[Text block]:
-- Begin --
Then there are the others, the pessimists. They take the same tablets but without the confidence. They fish the pamphlet out of the packet, read about the side-effects.

They consider not just the cure, but its downside. Suppose the pill does something worse. May cause headaches, nausea, dizziness, skin irritation. Sounds serious. Sounds worse than what I’ve got. What if this cure makes me ill?

One imagines Arsene Wenger may be a little like that. Asked about next season and the prospect of recruitment, he talked most animatedly about cohesion. He thinks it is the most underrated quality of a successful team.

And what would impact on Arsenal’s cohesion? Buying. Not all buying, clearly. Hurried buying, thoughtless buying, expensive buying, buying without due care and attention. Wenger’s supporters think it is this attitude that sets him apart, the detail, his resistance to just taking Stan Kroenke’s chequebook and wafting it beneath the nose of the latest fashionable name from La Liga.

His critics feel this is the caution that holds Arsenal back. Wenger’s belief he has the prettiest wife at home, that only the most beautiful can replace the batch of Arsenal players who on Saturday retained the FA Cup at Wembley. Except Arsenal do not compete for the most beautiful. Wenger says Gareth Bale is beyond him, Paul Pogba, too.

‘I’m not against spending money,’ he said, ‘but I want a good rapport between price and quality.’

And cohesion, obviously. It is as if he wants a guarantee that any new signing will not disrupt what already exists. And no guarantee can be given.

Yet, to see Arsenal in full flow against Aston Villa at Wembley was to ponder the words of Louis van Gaal and Jose Mourinho. ‘Arsenal may have a better team than Chelsea,’ Van Gaal said, while Mourinho claimed Arsenal were four players short of producing a team to match the Invincibles.

They are wind-up merchants, the rival managers, obviously. Any praise directed at Wenger is invariably a back-handed compliment. Arsenal are so good, runs the logic, why haven’t they won more?

Yet Wenger must occasionally ask the same question — certainly on Saturday when Arsenal reduced Aston Villa to the most abject FA Cup final appearance since Millwall against Manchester United in 2004.

Arsenal finished third in the League but did not look it at Wembley. They looked like a team that should be contending for the title — and will next season, if Wenger is prepared to risk a little of his precious cohesion.

He did it with Mesut Ozil, one of the outstanding players of this match and getting better with each season in the English game, and with Alexis Sanchez, arguably the buy of the season and now scorer of one of the truly great Wembley goals. Maybe he should back his judgment more often.

Arsenal might not be willing to pay £80million for Bale, but they are comfortable working with the band below. Might Karim Benzema, Sami Khedira or Arturo Vidal of Juventus hold the key to the next stage of their development?

‘We are third in the league but I feel we have moved forward,’ said Wenger. ‘People think it is always about buying but, as well, it’s about cohesion. That’s a very important factor, usually underrated by people. We have to keep our cohesion, but also add quality, and the quality we need is in short numbers, that is for sure.
-- End --
In the text on Arsene Wenger, what quality does he consider the most underrated in a successful team?

[Material provided]:
-- Begin --
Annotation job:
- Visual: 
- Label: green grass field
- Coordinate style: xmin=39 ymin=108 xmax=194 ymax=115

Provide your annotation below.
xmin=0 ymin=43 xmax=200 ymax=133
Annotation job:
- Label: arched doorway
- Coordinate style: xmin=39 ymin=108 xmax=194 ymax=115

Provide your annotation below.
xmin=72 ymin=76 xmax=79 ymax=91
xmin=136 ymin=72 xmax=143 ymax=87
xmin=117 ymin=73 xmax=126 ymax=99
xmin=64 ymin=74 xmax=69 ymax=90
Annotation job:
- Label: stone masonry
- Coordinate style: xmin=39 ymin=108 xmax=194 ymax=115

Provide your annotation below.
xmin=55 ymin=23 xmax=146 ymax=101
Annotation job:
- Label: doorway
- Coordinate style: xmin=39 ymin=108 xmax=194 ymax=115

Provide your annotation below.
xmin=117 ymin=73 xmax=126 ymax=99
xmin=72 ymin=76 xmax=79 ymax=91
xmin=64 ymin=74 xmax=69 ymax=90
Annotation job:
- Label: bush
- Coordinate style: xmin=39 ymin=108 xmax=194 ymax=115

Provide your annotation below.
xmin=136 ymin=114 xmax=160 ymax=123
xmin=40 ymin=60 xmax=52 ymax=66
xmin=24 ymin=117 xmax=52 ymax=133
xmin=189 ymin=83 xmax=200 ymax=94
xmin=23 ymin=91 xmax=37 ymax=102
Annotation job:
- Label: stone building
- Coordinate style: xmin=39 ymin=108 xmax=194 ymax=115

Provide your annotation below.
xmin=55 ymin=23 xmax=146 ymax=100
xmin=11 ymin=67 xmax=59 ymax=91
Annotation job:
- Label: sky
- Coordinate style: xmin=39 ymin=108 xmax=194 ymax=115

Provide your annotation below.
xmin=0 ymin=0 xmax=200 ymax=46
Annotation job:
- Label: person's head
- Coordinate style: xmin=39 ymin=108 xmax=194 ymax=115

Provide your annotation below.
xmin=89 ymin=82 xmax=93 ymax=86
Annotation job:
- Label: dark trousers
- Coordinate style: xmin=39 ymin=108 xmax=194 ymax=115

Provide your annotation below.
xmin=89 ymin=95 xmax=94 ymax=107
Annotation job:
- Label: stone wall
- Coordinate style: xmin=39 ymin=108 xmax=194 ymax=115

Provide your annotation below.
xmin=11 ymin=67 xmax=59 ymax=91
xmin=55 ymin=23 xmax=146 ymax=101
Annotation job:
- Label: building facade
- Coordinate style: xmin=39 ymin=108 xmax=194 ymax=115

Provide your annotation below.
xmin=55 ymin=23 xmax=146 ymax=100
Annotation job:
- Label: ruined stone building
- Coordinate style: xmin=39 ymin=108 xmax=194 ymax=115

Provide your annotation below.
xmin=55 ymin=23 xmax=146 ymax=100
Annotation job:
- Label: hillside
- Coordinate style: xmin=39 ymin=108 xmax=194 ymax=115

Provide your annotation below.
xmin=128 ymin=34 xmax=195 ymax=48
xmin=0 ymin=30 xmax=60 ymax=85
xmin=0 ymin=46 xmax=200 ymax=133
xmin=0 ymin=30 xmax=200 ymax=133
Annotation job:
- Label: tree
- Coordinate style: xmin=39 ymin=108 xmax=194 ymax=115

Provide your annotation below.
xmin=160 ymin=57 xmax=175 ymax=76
-- End --
[Reply]: Cohesion.